Aufgabe A:
Gib aus der Liste die Zeilen von der Zeile mit „In this photo, where can the yellow“ bis zur Zeile mit „pixel 155 119“ unverändert wieder, beide Zeilen eingeschlossen.

Seitenauszug:

-*-*-

Das Problem, das die meisten Tutorials veraltet sind, wird immer wieder erwähnt, wenn hier nach OpenGL-Tutorials gefragt wird (*wink mit dem Forensuch-Zaunpfahl*).

Ein aktuelles "Tutorial" (bzw. Buch) ist Learning Modern 3D Graphics Programming . Wenn du (wie ich  ) neben viel Text auch gerne compilierbare Beispiele willst: Ich fand nopper.tv - Norbert Nopper's Homepage ganz cool: Aktuelle, aufeinander aufbauende und gut kommentierte Beispiele - praktisch um einen Anfang zu haben.


----------



## Network (24. Aug 2012)

Ja 4.X wirft alles auf den Kopf. Aber um ehrlich zu sein hab ich noch nie ein System gesehen, dass mit 4.X lief? Kann es sein, dass es noch nicht all zu weit verbreitet ist?

Die deprecated Funktionen betrifft ein paar Hauptfunktion für die Darstellung aber das umlernen zur neuen stellt (für mich persöhnlich jedenfalls) keinerlei Probleme da. Ich dachte nebenbei immer dass OpenGL auf dem Rechner immer alle Versionen beinhaltet.
Und einen eigenen Shader aufzustellen um ein Dreieck darzustellen ???:L Ein Shader für Schatten-/Licht-/Wisch/X-Effekte ok, aber ein einfaches Dreieck? 

Was ich mit meiner Aussage erreichen wollte ist dass die derzeitigen Tutorials auch für die späteren Versionen eig. keinen Unterschied machen. Im Grunde muss man ja nur verstehen wie OpenGL bzw. allgemein Grafikdarstellungen funktionieren und wie man in etwa diverse Ziele in OpenGL erreicht.
Dieses Wissen reicht dann für OpenGL 1.1 als auch X.X (bis dato jedenfalls).
Mag sein dass sich Methodennamen und kleine Logiklücken etwas verändert haben, dass heißt nicht man muss sich neu einlernen sondern man muss die Documentation wechseln 
Aber klar, wenn es neue Tutorials gibt (wusste ich nicht, sind ja ziemlich rar allgemein) dann die neuen 

Gruß
Net


----------



## Guest2 (24. Aug 2012)

-*-*-

Aufgabe B:
Beantworte kurz diese Fragen zum Seitenauszug:
(i) Welches Buch wird als aktuelles „Tutorial“ genannt?
(ii) Mit welcher OpenGL-Version hat Network nach eigener Aussage noch nie ein System laufen sehen?
(iii) An welchem Datum ist der Beitrag von Network erschienen?

[Datensätze]
-*-*-

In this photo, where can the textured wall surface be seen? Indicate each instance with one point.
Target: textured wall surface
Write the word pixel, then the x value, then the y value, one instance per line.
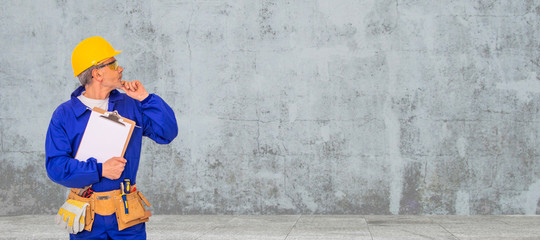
pixel 324 107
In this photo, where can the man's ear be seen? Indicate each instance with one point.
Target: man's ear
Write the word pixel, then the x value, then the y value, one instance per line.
pixel 96 75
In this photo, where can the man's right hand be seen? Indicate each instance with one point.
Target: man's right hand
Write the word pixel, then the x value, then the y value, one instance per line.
pixel 113 168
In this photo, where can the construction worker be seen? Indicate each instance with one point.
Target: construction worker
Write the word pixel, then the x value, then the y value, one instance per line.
pixel 100 75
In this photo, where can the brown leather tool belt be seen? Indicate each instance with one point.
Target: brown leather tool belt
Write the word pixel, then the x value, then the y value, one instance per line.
pixel 108 203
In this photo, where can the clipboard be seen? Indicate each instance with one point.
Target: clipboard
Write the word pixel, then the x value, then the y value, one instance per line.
pixel 106 135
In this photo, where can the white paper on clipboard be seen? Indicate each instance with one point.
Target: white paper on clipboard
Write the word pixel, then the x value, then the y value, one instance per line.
pixel 104 138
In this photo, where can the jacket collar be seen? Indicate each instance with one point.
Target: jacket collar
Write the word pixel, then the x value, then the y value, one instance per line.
pixel 79 108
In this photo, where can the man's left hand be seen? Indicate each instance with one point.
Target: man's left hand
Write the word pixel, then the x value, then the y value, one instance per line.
pixel 135 90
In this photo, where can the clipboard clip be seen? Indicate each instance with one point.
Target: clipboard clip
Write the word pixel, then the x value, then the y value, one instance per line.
pixel 114 116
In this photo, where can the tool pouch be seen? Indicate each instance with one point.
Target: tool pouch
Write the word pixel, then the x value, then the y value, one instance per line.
pixel 136 211
pixel 89 219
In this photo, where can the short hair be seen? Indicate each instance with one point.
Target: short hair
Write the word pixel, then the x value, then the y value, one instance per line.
pixel 86 76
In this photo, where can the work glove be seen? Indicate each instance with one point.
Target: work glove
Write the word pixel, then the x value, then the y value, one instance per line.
pixel 71 216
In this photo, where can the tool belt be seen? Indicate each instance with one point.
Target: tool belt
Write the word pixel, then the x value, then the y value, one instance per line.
pixel 107 203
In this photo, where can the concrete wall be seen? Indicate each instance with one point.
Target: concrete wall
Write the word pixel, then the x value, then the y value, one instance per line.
pixel 305 107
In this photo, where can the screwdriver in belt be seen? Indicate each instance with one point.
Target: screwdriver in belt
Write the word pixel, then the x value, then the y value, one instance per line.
pixel 124 198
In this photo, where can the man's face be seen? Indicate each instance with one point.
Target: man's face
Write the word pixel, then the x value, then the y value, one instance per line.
pixel 111 78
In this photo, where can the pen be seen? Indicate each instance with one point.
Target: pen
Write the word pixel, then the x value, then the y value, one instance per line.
pixel 124 198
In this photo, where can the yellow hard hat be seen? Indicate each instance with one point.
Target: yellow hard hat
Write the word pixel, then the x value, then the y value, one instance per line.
pixel 89 52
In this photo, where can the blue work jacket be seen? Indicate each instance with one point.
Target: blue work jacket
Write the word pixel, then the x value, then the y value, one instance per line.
pixel 154 117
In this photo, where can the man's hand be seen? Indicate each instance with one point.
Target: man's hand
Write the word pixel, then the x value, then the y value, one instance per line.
pixel 113 168
pixel 135 90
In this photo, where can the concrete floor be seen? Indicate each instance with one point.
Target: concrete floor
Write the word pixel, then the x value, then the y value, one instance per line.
pixel 302 227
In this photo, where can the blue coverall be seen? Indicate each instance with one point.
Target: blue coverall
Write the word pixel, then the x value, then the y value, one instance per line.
pixel 155 119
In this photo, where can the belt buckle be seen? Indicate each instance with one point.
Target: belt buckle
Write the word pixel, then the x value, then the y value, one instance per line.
pixel 103 197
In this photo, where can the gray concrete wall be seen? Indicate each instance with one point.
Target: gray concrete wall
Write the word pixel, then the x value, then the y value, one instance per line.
pixel 304 107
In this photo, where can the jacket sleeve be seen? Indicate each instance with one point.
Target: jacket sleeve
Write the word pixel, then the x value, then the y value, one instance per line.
pixel 159 122
pixel 61 167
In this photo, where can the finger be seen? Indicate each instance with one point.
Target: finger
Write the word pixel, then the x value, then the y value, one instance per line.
pixel 134 86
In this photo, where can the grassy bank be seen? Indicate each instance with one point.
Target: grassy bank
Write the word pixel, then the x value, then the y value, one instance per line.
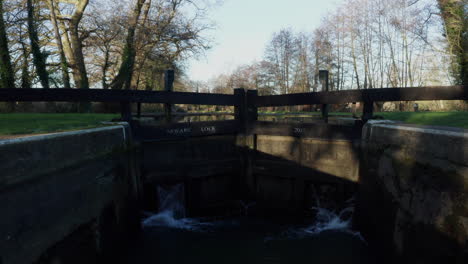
pixel 16 124
pixel 454 119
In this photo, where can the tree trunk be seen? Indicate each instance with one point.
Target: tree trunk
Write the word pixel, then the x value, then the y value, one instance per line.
pixel 77 47
pixel 58 38
pixel 39 59
pixel 456 27
pixel 7 78
pixel 123 79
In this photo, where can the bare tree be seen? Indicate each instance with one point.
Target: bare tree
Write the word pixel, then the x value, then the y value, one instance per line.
pixel 7 79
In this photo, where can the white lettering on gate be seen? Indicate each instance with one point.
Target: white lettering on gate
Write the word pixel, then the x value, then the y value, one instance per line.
pixel 211 129
pixel 179 131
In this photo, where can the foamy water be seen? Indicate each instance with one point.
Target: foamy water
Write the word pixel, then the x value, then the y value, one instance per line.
pixel 167 219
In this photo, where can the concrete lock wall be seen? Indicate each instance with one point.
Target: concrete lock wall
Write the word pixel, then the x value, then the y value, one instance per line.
pixel 64 185
pixel 414 191
pixel 291 172
pixel 210 168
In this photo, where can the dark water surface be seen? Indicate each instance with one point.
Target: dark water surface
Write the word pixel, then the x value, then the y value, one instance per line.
pixel 246 240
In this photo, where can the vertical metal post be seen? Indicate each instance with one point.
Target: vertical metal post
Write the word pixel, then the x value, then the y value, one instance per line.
pixel 126 111
pixel 368 111
pixel 239 110
pixel 168 87
pixel 139 110
pixel 251 111
pixel 324 80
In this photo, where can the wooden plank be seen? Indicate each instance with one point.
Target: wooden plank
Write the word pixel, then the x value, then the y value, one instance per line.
pixel 308 130
pixel 374 95
pixel 100 95
pixel 324 79
pixel 185 130
pixel 168 87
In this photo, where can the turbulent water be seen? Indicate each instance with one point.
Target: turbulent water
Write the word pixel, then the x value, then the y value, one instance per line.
pixel 170 237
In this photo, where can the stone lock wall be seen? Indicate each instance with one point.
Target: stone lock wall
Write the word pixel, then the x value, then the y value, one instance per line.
pixel 414 191
pixel 62 189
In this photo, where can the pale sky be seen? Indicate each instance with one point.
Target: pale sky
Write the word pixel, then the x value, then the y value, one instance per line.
pixel 244 27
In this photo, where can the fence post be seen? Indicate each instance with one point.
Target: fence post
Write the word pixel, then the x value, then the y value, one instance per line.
pixel 239 110
pixel 324 80
pixel 368 110
pixel 126 111
pixel 251 111
pixel 139 110
pixel 168 87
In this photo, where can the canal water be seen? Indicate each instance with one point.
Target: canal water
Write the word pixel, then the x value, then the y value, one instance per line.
pixel 169 237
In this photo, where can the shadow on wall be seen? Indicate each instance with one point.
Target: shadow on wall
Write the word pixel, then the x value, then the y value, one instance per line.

-*-*-

Richtige Ausgabe A:
In this photo, where can the yellow hard hat be seen? Indicate each instance with one point.
Target: yellow hard hat
Write the word pixel, then the x value, then the y value, one instance per line.
pixel 89 52
In this photo, where can the blue work jacket be seen? Indicate each instance with one point.
Target: blue work jacket
Write the word pixel, then the x value, then the y value, one instance per line.
pixel 154 117
In this photo, where can the man's hand be seen? Indicate each instance with one point.
Target: man's hand
Write the word pixel, then the x value, then the y value, one instance per line.
pixel 113 168
pixel 135 90
In this photo, where can the concrete floor be seen? Indicate each instance with one point.
Target: concrete floor
Write the word pixel, then the x value, then the y value, one instance per line.
pixel 302 227
In this photo, where can the blue coverall be seen? Indicate each instance with one point.
Target: blue coverall
Write the word pixel, then the x value, then the y value, one instance per line.
pixel 155 119

Richtige Ausgabe B:
(i) Learning Modern 3D Graphics Programming
(ii) 4.X
(iii) 24. Aug 2012